Exercise aim –
Your reply should consist solely of the lines from the one containing "the stick, imagine" through the end of the data, restated word for word.

*** Opening Task inputs ***

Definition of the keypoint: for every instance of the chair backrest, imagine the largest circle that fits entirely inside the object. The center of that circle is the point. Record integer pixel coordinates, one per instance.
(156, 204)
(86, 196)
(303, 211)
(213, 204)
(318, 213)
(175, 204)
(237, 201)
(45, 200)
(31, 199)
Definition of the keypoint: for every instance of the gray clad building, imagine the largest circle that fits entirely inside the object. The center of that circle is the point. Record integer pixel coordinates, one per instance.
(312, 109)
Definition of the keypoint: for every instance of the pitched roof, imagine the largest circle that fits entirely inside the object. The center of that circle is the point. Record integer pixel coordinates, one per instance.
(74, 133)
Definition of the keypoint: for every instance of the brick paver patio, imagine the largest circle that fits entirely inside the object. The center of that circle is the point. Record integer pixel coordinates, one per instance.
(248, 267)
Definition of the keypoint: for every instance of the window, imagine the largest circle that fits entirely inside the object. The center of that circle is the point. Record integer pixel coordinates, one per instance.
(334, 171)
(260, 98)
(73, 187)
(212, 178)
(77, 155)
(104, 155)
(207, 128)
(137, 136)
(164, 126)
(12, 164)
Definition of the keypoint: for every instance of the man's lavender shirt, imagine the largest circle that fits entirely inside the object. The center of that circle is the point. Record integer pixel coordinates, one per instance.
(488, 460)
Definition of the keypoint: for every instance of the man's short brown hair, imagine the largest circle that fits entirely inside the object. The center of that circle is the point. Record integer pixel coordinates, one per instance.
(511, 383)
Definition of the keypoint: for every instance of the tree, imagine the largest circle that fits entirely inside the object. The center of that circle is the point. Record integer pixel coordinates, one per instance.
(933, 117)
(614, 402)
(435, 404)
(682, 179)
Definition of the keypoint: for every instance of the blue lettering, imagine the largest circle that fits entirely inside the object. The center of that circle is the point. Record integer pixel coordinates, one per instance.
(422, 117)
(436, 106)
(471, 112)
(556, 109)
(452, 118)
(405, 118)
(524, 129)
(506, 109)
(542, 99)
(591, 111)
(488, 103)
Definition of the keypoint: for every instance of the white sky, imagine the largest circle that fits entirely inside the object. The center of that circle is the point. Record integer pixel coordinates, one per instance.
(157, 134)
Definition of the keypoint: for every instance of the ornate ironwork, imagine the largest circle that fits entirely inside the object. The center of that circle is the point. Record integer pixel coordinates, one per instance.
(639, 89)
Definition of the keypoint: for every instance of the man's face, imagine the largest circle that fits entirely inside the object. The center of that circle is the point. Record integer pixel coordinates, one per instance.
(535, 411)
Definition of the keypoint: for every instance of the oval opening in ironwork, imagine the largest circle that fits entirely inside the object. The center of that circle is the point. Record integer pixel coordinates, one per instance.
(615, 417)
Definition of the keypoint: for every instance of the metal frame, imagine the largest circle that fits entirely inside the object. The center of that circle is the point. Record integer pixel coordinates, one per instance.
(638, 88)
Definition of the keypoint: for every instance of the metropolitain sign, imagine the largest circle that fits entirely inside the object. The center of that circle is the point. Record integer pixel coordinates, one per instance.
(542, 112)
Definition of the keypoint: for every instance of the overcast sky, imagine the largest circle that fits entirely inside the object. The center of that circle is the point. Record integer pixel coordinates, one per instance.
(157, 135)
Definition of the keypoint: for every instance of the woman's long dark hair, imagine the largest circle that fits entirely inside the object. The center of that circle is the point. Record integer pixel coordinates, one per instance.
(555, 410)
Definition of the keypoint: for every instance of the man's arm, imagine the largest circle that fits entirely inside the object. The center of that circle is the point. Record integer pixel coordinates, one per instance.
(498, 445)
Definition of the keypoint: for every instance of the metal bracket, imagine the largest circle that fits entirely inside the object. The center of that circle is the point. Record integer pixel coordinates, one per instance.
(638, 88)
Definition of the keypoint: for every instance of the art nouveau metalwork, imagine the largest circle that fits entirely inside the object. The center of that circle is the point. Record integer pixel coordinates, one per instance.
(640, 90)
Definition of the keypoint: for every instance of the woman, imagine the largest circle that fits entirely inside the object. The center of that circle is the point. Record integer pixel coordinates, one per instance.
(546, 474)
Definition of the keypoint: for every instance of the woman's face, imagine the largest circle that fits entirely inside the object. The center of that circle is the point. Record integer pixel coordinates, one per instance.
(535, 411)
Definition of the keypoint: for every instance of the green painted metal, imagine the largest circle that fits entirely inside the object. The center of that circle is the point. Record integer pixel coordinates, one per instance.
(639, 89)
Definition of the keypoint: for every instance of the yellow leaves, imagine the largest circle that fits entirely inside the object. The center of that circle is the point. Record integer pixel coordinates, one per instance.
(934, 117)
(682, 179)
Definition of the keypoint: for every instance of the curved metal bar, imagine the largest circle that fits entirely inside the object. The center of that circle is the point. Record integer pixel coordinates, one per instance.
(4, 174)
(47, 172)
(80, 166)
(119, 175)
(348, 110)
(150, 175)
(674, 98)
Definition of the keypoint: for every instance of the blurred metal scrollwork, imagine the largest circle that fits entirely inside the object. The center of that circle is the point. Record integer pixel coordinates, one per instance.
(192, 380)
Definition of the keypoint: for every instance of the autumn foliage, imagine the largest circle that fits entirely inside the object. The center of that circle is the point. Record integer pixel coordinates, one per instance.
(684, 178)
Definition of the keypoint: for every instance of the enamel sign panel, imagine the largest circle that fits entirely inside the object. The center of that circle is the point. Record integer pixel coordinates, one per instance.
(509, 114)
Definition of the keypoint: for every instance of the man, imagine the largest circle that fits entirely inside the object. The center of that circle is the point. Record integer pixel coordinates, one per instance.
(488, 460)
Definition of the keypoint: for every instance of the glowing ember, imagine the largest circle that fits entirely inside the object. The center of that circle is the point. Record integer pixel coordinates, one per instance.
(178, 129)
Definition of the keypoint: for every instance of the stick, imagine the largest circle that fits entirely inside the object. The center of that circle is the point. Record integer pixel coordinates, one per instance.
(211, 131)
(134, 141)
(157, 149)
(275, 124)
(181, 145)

*** Closing Task inputs ***

Solution for this exercise –
Definition of the keypoint: for every instance of the stick, imagine the largest circle that fits entirely inside the object. The center of that circle is the point. Record integer pixel coordinates, one per instance.
(211, 131)
(134, 141)
(157, 149)
(275, 124)
(181, 145)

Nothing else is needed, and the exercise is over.